======== Übungseingaben
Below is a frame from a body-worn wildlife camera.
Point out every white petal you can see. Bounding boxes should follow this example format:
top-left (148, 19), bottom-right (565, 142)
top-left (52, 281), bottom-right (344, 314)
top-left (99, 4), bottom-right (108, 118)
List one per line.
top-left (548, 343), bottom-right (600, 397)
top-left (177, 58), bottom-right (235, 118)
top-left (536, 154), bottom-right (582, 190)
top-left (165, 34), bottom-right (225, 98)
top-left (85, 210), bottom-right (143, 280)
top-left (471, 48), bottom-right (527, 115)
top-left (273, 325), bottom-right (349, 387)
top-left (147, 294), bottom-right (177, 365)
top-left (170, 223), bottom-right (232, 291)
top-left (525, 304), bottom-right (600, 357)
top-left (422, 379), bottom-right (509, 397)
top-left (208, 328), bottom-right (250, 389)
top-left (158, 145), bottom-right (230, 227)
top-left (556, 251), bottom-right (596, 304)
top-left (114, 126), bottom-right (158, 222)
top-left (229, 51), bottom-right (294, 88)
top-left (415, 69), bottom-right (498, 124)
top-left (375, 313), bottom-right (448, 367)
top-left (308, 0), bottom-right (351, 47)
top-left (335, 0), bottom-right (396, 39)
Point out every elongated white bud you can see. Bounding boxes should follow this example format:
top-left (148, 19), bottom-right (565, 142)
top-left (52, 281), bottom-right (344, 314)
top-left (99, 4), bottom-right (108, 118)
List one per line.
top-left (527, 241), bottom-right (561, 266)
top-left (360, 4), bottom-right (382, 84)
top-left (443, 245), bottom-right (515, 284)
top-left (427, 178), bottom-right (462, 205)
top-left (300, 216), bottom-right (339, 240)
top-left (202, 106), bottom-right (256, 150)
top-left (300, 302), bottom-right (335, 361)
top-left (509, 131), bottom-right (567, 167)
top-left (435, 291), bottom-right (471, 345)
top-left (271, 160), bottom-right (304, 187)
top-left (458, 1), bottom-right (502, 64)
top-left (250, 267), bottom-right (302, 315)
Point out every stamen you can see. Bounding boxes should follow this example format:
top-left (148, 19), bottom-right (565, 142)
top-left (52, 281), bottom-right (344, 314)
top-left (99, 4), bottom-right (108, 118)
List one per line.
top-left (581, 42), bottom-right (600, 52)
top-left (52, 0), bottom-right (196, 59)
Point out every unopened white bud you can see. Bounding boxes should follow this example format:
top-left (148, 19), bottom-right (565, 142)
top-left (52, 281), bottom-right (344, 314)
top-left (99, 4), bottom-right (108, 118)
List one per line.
================
→ Die Aufgabe
Gib die Zeilen der Auflistung von der Zeile mit „Point out every elongated“ bis einschließlich zum Ende der Auflistung erneut aus, ersetze dabei „white bud“ durch „white flower bud“ und lass alles andere unverändert.

→ Richtige Ausgabe
Point out every elongated white flower bud you can see. Bounding boxes should follow this example format:
top-left (148, 19), bottom-right (565, 142)
top-left (52, 281), bottom-right (344, 314)
top-left (99, 4), bottom-right (108, 118)
List one per line.
top-left (527, 241), bottom-right (561, 266)
top-left (360, 4), bottom-right (382, 84)
top-left (443, 245), bottom-right (515, 284)
top-left (427, 178), bottom-right (462, 205)
top-left (300, 216), bottom-right (339, 240)
top-left (202, 106), bottom-right (256, 150)
top-left (300, 302), bottom-right (335, 361)
top-left (509, 131), bottom-right (567, 167)
top-left (435, 291), bottom-right (471, 345)
top-left (271, 160), bottom-right (304, 187)
top-left (458, 1), bottom-right (502, 64)
top-left (250, 267), bottom-right (302, 315)
Point out every stamen you can see. Bounding boxes should follow this example format:
top-left (148, 19), bottom-right (565, 142)
top-left (52, 281), bottom-right (344, 314)
top-left (99, 4), bottom-right (108, 118)
List one per line.
top-left (581, 42), bottom-right (600, 52)
top-left (52, 0), bottom-right (196, 59)
Point out every unopened white flower bud you can see. Bounding boxes should follow this example format:
top-left (148, 19), bottom-right (565, 142)
top-left (52, 281), bottom-right (344, 314)
top-left (99, 4), bottom-right (108, 118)
List one per line.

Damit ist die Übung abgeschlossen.